━━━ DATA UNDER STUDY ━━━

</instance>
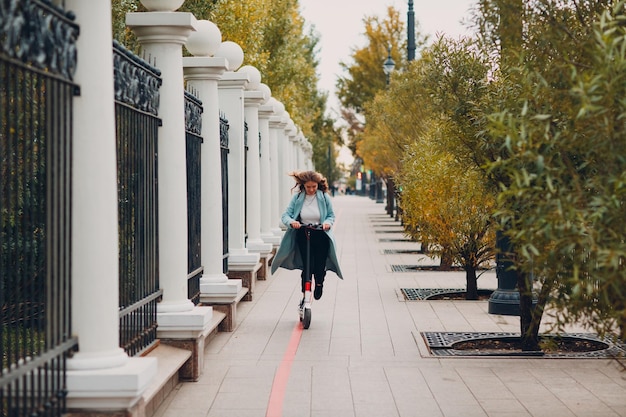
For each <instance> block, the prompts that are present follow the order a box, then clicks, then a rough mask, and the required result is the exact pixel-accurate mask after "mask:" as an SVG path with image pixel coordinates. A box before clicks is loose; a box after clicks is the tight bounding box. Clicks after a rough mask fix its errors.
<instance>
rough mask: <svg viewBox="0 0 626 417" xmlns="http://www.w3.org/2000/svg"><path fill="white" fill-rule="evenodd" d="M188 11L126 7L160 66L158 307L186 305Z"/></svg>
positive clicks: (181, 307)
mask: <svg viewBox="0 0 626 417" xmlns="http://www.w3.org/2000/svg"><path fill="white" fill-rule="evenodd" d="M195 22H196V19H195V18H194V17H193V15H192V14H191V13H183V12H145V13H129V14H127V15H126V24H127V26H129V27H130V29H131V30H132V31H133V32H134V33H135V34H136V35H137V39H138V40H139V43H140V44H141V46H142V47H143V49H144V52H145V54H146V56H150V57H152V59H153V60H154V61H155V64H156V66H157V68H159V69H160V70H161V77H162V79H163V84H162V86H161V90H160V91H161V98H160V105H159V106H160V108H159V117H161V119H162V120H163V126H161V128H160V129H159V163H158V166H159V172H158V175H159V279H160V282H161V287H162V288H163V300H162V301H161V302H160V303H159V306H158V309H159V312H163V313H170V312H181V311H191V310H192V309H193V307H194V305H193V303H192V302H191V301H189V300H188V299H187V272H188V271H187V177H186V172H187V171H186V150H185V149H186V148H185V102H184V85H183V64H182V59H183V58H182V46H183V45H184V43H185V41H186V40H187V37H188V36H189V34H190V33H191V32H192V31H194V24H195Z"/></svg>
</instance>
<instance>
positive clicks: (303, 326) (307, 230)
mask: <svg viewBox="0 0 626 417" xmlns="http://www.w3.org/2000/svg"><path fill="white" fill-rule="evenodd" d="M300 227H304V235H305V236H306V256H305V260H304V298H303V299H302V302H301V303H300V309H299V310H300V311H299V312H300V321H301V322H302V327H303V328H305V329H308V328H309V326H310V325H311V281H312V276H311V231H312V230H324V226H323V225H321V224H304V223H300Z"/></svg>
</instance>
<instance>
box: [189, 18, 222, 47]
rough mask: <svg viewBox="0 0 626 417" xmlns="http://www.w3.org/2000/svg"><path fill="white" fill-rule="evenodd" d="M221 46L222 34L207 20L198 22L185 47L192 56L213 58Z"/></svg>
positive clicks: (221, 33)
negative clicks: (210, 56)
mask: <svg viewBox="0 0 626 417" xmlns="http://www.w3.org/2000/svg"><path fill="white" fill-rule="evenodd" d="M221 44H222V33H221V32H220V30H219V28H218V27H217V25H216V24H215V23H213V22H210V21H208V20H198V21H197V22H196V31H195V32H191V35H189V38H188V39H187V43H186V44H185V47H186V48H187V50H188V51H189V52H190V53H191V54H192V55H194V56H213V55H214V54H215V52H217V50H218V48H219V47H220V45H221Z"/></svg>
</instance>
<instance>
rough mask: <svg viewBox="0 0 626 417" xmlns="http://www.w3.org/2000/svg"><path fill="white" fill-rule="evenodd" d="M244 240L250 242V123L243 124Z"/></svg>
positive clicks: (245, 123) (243, 196)
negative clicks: (249, 190)
mask: <svg viewBox="0 0 626 417" xmlns="http://www.w3.org/2000/svg"><path fill="white" fill-rule="evenodd" d="M243 149H244V151H243V167H244V168H243V178H244V181H243V239H244V242H248V150H249V146H248V123H246V122H243Z"/></svg>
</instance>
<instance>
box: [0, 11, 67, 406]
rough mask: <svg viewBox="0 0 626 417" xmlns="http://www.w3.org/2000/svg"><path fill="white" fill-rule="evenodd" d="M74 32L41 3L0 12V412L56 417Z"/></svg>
mask: <svg viewBox="0 0 626 417" xmlns="http://www.w3.org/2000/svg"><path fill="white" fill-rule="evenodd" d="M77 37H78V26H77V25H76V24H75V23H74V22H73V19H72V18H71V15H70V14H68V13H66V12H65V11H63V10H62V9H60V8H58V7H55V6H52V5H51V4H49V3H44V2H39V1H36V0H30V1H13V2H10V3H7V2H3V5H2V6H0V226H1V227H0V356H1V357H2V366H0V411H1V413H2V416H10V417H13V416H15V417H17V416H32V415H41V414H38V413H40V411H41V410H45V413H46V414H45V415H46V416H61V415H62V414H63V413H64V411H65V397H66V377H65V367H66V358H67V357H68V356H69V355H70V354H71V352H72V351H74V350H75V348H76V344H77V342H76V340H75V339H74V338H72V336H71V335H72V331H71V317H70V302H71V242H72V236H71V196H72V193H71V190H72V188H71V165H72V164H71V155H72V153H71V150H72V114H73V105H72V104H73V98H74V95H75V94H76V93H77V91H78V88H77V86H76V85H75V84H74V83H73V82H72V77H73V74H74V70H75V68H76V39H77Z"/></svg>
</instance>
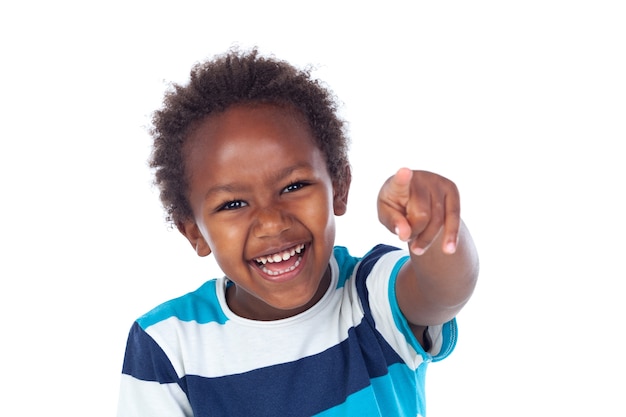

━━━

--- JOB ITEM ---
Return every line of the records above that contains the word "positive".

--- SOLUTION ---
positive clicks: (181, 307)
positive clicks: (303, 326) (307, 230)
positive clicks: (221, 33)
positive clicks: (245, 123) (243, 196)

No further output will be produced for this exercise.